# WHAT IS NEEDED
Set down the records below in full, exactly as they read.

Data records
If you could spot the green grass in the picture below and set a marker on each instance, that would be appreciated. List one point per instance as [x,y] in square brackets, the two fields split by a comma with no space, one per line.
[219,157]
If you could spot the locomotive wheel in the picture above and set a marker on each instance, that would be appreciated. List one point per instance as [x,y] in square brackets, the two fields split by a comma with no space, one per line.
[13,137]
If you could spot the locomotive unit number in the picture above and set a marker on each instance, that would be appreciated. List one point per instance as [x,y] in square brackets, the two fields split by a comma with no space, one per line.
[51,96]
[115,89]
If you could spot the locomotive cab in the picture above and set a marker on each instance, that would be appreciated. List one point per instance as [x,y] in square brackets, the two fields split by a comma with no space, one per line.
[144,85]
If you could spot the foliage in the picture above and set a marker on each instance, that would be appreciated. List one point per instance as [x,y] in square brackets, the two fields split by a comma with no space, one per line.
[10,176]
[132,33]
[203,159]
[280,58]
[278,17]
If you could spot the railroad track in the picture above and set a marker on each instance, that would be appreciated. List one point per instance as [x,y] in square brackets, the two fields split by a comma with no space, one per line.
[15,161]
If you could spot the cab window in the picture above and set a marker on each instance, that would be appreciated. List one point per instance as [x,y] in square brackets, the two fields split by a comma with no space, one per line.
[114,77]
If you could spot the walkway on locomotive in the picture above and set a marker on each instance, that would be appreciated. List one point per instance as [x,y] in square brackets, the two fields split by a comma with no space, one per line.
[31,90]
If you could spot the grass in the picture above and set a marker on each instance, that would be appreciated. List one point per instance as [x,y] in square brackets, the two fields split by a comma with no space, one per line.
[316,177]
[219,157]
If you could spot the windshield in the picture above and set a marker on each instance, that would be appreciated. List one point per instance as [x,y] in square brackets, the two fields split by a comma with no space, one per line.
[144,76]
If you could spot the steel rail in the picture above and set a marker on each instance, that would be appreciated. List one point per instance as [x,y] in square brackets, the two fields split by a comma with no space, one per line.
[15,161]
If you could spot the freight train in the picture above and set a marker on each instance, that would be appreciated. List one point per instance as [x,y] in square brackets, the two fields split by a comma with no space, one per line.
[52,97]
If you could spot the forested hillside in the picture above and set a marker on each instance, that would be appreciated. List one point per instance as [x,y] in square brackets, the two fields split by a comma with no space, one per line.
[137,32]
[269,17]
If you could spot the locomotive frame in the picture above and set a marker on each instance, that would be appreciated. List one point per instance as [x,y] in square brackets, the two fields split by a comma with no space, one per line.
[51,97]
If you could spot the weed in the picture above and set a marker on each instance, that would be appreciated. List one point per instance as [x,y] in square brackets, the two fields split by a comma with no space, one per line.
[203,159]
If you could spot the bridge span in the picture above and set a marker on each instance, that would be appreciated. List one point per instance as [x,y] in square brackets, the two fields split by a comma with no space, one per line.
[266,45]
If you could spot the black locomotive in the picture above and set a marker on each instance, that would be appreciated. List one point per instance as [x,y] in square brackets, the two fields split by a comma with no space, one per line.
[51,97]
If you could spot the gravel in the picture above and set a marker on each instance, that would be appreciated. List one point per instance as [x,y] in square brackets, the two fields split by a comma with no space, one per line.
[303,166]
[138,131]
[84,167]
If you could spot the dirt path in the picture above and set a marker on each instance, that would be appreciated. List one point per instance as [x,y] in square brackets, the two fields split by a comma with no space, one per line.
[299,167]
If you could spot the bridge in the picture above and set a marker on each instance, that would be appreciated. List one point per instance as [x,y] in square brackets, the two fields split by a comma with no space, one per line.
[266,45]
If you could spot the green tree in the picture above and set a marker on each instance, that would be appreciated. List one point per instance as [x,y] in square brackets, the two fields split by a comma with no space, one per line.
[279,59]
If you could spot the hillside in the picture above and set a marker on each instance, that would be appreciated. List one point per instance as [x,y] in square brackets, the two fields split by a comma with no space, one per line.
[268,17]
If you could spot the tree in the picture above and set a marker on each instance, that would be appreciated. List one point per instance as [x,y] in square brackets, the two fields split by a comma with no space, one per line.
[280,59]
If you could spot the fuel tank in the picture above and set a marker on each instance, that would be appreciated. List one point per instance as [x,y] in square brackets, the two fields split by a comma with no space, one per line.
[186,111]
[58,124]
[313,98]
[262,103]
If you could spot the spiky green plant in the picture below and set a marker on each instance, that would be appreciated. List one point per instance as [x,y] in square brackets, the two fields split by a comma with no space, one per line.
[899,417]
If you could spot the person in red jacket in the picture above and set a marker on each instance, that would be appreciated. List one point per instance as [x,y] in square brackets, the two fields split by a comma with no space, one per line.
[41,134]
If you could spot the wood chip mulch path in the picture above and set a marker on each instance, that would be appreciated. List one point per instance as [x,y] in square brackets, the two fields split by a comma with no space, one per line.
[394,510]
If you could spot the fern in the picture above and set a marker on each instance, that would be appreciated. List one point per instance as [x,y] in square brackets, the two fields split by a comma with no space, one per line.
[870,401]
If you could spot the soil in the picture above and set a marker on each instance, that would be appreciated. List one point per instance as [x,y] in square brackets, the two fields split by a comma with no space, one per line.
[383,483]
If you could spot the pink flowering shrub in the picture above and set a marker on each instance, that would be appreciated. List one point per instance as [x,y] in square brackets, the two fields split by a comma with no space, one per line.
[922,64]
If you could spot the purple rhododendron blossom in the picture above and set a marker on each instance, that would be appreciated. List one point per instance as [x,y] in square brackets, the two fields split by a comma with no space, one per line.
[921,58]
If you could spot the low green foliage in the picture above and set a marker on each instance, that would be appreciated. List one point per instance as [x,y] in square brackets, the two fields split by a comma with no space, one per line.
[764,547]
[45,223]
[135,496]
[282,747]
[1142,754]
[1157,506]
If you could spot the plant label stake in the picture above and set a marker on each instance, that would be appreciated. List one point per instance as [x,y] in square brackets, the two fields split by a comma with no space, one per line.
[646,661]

# OUTPUT BELOW
If you could spot the green grass in the picture below and set a marker on each instance, that would be appreciated. List one point per instance as [x,y] in square brackets, the two fields split by a comma with no space, one per line.
[219,157]
If you could spot the locomotive wheel in the picture above and set a marker on each instance, that would be appreciated. List one point per instance as [x,y] in square brackets, the two fields split by a comma with no space, one per line.
[13,137]
If you could spot the locomotive unit number in the picture above and set a marker on each instance, that would be appreciated. List one point per instance as [x,y] in square brackets, the two fields split by a comma with no space, one per line.
[51,96]
[115,89]
If you could spot the locomotive cab in the picture above and set a marker on each instance, that would be appreciated. List one point per instance as [x,y] in square brackets, the two fields split by a comma with no space, one per line.
[144,85]
If you could spot the foliage in the picture above and set a marker on each instance, that would be appreciated. List one point per instance as [x,y] in square brackets, the two fields split by a comma with no space, one per line.
[10,176]
[132,33]
[203,159]
[280,58]
[278,17]
If you could spot the railroad track in the picture above and set a marker on each instance, that would be appreciated. List one point per instance as [x,y] in square brackets, the two fields split by a comma with no space, one per line.
[15,161]
If you could spot the cab window in the picture above and set a marker on each instance, that would be appreciated. List one point per instance as [x,y] in square brackets, the two fields split by a comma with no space, one per line.
[114,77]
If you could spot the walkway on locomotive in the picture above and set a marker on each instance, that would be appreciated. List one point per instance as [x,y] in square brackets, the two fields split by a comma with no space, one per line.
[31,90]
If you could spot the grass in the picture above and set a marker on each instance, that would be appreciated. List one point per instance as [x,y] in square brackets, the two fields split by a comma with no space, one per line.
[316,177]
[219,157]
If you could spot the windshield in the picture above and set a marker on each instance, that would be appreciated. List one point per instance as [x,y] in square brackets, the two fields split by a comma with no space, one per line.
[144,76]
If you could spot the steel rail in the picture above and set a marker on each instance, that would be appreciated. List one point per instance as [x,y] in square brackets, the two fields split by a comma with no space, one per line.
[15,161]
If you could spot the freight train in the picture above and set a marker on each instance, that would be appreciated. List one point per instance as [x,y] in square brackets, the two fields split by a comma with no space, one per line.
[52,97]
If you could spot the forested hillside in the picture above and set a marker on each instance, that would be appreciated. List one point per instance as [x,y] in square brackets, the two fields split by a comma with no space, one per line.
[137,32]
[269,17]
If you could spot the locomotive frame in the picture above and set a marker on each instance, that would be appreciated. List one point per instance as [x,y] in square brackets, the two fields split by a comma with no space, one per line.
[51,97]
If you could spot the weed in the picture above and set a marker on each instance, that would be appreciated. List one point per instance as [x,y] in square brackets, the two fields split by a comma with no space, one per line.
[203,159]
If you could spot the bridge span in the picture above and set a marker on each instance, that would be appreciated. List one point per instance as [x,y] in square brackets, the two fields split by a comma with no space, one per line.
[266,45]
If you could spot the black locomotive in the picture above and set a marker on each instance, that would be appreciated. List one point per instance as [x,y] in square brackets, the two fields split by a comma with no space, one per line.
[51,97]
If you could spot the gravel in the picture above and set a marker on each instance, that would be appreciated. List one point per instance as [x,y] in square brackets, the two fields split by a comma with no space, one per line.
[303,166]
[138,131]
[84,167]
If you could spot the dirt path in the picture above and set a marker on each instance, that would be appreciated. List one point per instance as [x,y] in square brackets, the two fields split by a comma with no space, one per line.
[299,167]
If you could spot the bridge in the picture above and set a marker on each instance, that would be appreciated. List one point per instance as [x,y] in square brackets, the two fields split by a comma with no space, one per line.
[266,45]
If you could spot the green tree in the picture above and set a marker on each instance, that would be appreciated. List one point per instance as [x,y] in square brackets, the two fields split by a comma with no space, one per line.
[279,59]
If you could spot the hillside in the picture above and set a marker on each instance, that would be appreciated. List one point per instance as [x,y] in square brackets, the two fields split by a comma with no space, one per line.
[268,17]
If you could spot the tree in the picture above and set a marker on each instance, that would be appreciated. List one point per instance as [x,y] in square brackets, the two fields split by a comma with no space, one per line.
[280,59]
If you could spot the fuel tank in the picture above and set a marker on each instance, that would be appreciated. List one point per instance as [x,y] in square brackets, the two fields split by a comma with no space, one per line.
[186,111]
[58,124]
[313,98]
[262,103]
If you could spot the spiky green plant in the picture below and set a marker on each instance, that would be appreciated. List one point per instance as [x,y] in square brackets, the two fields split by a comma with no space, one per line.
[899,417]
If you could spot the person in red jacket in the picture above and set a marker on each instance, that would be appreciated. List one point per instance as [x,y] in square brackets, the two fields split by a comma with no space, one per line.
[41,134]
If you could spot the wood chip mulch path in the picture above and set a marker on each instance, that would be appreciated. List one point per instance as [x,y] in square brackets, the two fields split by a comma with no space, one per line.
[394,510]
If you could spot the fern in the picture above and set a marker on each instance, that would be appreciated. List one point per instance as [x,y] in square brackets, the two fields split by a comma with no space, one per line.
[870,401]
If you could spot the soil in the picture above and set a marker on each instance, that would be appreciated. List one point per instance as [x,y] in square brackets, the two fields split by a comma with no space, one per line.
[383,483]
If you could spot the pink flowering shrub in the picture above and set a marker on each instance, that would be appreciated. List one point per instance as [x,y] in square brackets, the two fields split by a comma with no space, one per line.
[922,64]
If you could spot the purple rhododendron blossom in the picture above and set a marker on each instance, that would be appreciated. List one point per instance as [x,y] in square brackets, the two fields split by a comma with no space, one per line.
[921,58]
If you could spot the low green foliage in the picture above and set a marker on each instance, that would be appreciated. List one point per instance as [x,y] in square brackets, the two fields split by a comma with no space, one per line.
[764,547]
[45,223]
[135,496]
[282,747]
[1142,754]
[1157,506]
If you could spot the plant label stake in the picture above and set a marker on each instance, that would be appreciated. List one point per instance as [x,y] in square brackets, the two fields split by a comma with no space, one per line.
[646,661]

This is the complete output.